* Your goal *
Write out the essay on Haudenosaunee influence again, starting with "So, some of" and going on through "them from history.", and substitute "individual liberties" for "personal freedoms".

* Page *

——

In the book The Dawn of Everything, the authors David Graeber and David Wengrow make some compelling and well-documented claims. Namely, that new ideas about personal freedom and how governments could be structured were making their way back to the European populace from what they were calling the New World. Information was flowing back and forth, with European writers bringing back accounts from the Americas, and some of its inhabitants learning European languages and passing ideas along as well. This included many concepts that went against European notions of class structure, the meaning of freedom and the divine right of kings. European explorers were often shocked to find that many of these societies across the Atlantic operated by consensus and debate, and included women in their governance. Those from the New World who travelled to Europe were, in turn, shocked by the stark inequalities and class structures that marked European life.

We like to think that Democracy sprang out of Greece and Rome and the Enlightenment. Well, the Enlightenment also coincides with Europe beginning to interact with the people in the new lands they came across, and Graeber and Wengrow make a pretty strong case that North American societies of the time influenced Europe more than traditional Western historians wanted to admit. Oren Lyons, Haudenosaunee Faithkeeper of both the Onandaga and Seneca Nations, has been explaining the influence that the Haudenosaunee Confederacy had on the colonies for most of his career, dating back to the 1970s. Even though there is ample evidence in the historical record, it’s only been more recently that many historians have agreed that indeed, as Oren has been saying, the dudes we call the Founding Fathers were influenced by the Confederacy. The Haudenosaunee Confederacy predates European arrival, and by the time there were thirteen colonies, it was comprised of six nations, speaking different languages in a nonpatriarchal, representative government with a series of checks and balances. They were probably much more influential to the colonies than anything going on in Europe at the time. Jefferson and Franklin were especially interested in what the Haudenosaunee were doing. Both met with them frequently, sitting in on political conferences, and Franklin published many of their speeches and treaty councils. Most famously, he published the Treaty of Lancaster, where Canassatego, the then Chief of the Onondaga, urged the colonial leaders to form a confederacy of their own, telling them it would make them stronger. For effect, he pulled out an arrow and snapped it in half over his knee, and then bundled six together—one for each of the nations in the Haudenosaunee Confederacy—showing that the colonies would be unbreakable if they were united. We still have the imagery of the thirteen arrows representing the unified colonies on our Great Seal of the United States today. And Franklin advocated for adopting some of the Haudenosaunee governing concepts into the colonies well before the Declaration of Independence was written.

So, some of the First Nation societies in America not only introduced notions of personal freedoms that influenced European society, they also had concepts of self-governance that the architects of the American Revolution wanted to adopt. With some caveats, of course. They weren’t going to allow power-sharing with women, as the Haudenosaunee did, and they weren’t going to abandon notions of race, gender, class and patriarchy. They basically liked the idea of freedom that they saw in Native American societies and wanted it for themselves. And then, of course, the government they created, in turn, set out to deprive the very people by whom they were inspired of those same freedoms—and to erase them from history.

Kind of like today. Where the control freaks setting up an ultimate fighting match on the lawn of the people’s house want to run around and tell us that America, this America, the one we all forged with our sacrifice and blood and sweat, was founded as a Christian Nation. That a handful of righteous rich white dudes invented Democracy and gave the world the idea of freedom. It had nothing to do with women, or immigrants, or black people, or the goddamned indians. Just white dudes like them, and we should be grateful that we get to live under their rule—or else.

——

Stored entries
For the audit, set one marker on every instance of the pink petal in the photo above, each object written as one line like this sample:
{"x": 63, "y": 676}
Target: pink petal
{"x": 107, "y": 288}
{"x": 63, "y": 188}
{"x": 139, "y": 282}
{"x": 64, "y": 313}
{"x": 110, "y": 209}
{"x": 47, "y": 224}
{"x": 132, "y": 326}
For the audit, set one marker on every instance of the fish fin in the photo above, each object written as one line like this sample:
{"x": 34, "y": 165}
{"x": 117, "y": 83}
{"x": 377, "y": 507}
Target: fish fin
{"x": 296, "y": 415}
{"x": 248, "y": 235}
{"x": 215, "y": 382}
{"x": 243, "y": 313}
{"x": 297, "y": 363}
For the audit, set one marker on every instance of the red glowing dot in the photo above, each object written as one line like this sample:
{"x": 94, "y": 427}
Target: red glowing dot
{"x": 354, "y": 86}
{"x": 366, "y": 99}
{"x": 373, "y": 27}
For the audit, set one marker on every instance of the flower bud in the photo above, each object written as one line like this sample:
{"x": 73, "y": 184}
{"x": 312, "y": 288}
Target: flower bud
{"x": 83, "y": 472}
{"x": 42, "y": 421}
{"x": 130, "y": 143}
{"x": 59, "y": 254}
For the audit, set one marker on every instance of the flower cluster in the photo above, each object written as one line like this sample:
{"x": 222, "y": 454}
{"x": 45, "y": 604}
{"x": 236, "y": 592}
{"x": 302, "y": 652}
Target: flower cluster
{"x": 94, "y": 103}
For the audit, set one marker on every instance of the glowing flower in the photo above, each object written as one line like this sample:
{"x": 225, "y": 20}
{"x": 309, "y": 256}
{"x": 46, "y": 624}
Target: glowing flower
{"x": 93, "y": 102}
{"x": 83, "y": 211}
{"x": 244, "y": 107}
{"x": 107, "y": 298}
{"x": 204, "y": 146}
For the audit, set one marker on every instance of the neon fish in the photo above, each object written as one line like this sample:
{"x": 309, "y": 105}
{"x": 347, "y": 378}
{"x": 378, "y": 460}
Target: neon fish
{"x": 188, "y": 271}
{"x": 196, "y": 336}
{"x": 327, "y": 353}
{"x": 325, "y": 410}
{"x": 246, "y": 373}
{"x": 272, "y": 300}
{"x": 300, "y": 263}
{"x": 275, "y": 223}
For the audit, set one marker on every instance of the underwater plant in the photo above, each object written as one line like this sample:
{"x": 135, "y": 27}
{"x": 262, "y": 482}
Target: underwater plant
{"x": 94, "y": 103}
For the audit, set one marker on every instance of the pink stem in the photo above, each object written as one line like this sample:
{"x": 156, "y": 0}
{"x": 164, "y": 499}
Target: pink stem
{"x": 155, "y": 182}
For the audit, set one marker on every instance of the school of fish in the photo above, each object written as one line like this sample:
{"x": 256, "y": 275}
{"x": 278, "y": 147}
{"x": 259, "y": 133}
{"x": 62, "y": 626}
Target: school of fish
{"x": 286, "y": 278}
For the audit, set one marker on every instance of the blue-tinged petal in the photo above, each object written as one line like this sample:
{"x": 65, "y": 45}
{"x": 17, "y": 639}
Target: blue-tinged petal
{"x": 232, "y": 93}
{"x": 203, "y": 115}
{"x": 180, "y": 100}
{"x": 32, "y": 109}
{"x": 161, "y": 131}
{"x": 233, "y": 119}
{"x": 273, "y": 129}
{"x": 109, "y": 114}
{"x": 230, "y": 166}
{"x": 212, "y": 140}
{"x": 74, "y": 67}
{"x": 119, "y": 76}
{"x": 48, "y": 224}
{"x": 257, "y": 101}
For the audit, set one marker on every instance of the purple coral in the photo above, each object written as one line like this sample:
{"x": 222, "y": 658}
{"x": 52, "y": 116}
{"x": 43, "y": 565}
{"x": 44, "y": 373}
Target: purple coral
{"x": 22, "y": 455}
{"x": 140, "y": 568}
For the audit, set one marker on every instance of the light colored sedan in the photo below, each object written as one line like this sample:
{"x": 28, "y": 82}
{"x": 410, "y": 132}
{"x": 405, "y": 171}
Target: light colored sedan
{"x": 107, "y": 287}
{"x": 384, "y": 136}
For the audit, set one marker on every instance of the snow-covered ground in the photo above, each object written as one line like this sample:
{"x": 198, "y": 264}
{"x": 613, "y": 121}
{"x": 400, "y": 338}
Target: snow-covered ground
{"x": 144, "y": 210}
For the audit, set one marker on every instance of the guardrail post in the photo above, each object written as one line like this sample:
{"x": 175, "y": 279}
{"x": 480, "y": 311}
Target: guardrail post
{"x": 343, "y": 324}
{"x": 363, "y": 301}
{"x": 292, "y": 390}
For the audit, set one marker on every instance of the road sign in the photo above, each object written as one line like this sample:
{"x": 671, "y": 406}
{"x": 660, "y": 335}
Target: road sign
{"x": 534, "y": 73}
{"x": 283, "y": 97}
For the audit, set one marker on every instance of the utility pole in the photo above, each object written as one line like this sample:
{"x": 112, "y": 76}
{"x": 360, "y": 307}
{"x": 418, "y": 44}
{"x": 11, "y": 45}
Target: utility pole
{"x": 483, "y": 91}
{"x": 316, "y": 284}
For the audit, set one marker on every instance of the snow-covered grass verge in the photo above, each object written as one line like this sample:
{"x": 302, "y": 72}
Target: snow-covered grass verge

——

* Answer to this problem *
So, some of the First Nation societies in America not only introduced notions of individual liberties that influenced European society, they also had concepts of self-governance that the architects of the American Revolution wanted to adopt. With some caveats, of course. They weren’t going to allow power-sharing with women, as the Haudenosaunee did, and they weren’t going to abandon notions of race, gender, class and patriarchy. They basically liked the idea of freedom that they saw in Native American societies and wanted it for themselves. And then, of course, the government they created, in turn, set out to deprive the very people by whom they were inspired of those same freedoms—and to erase them from history.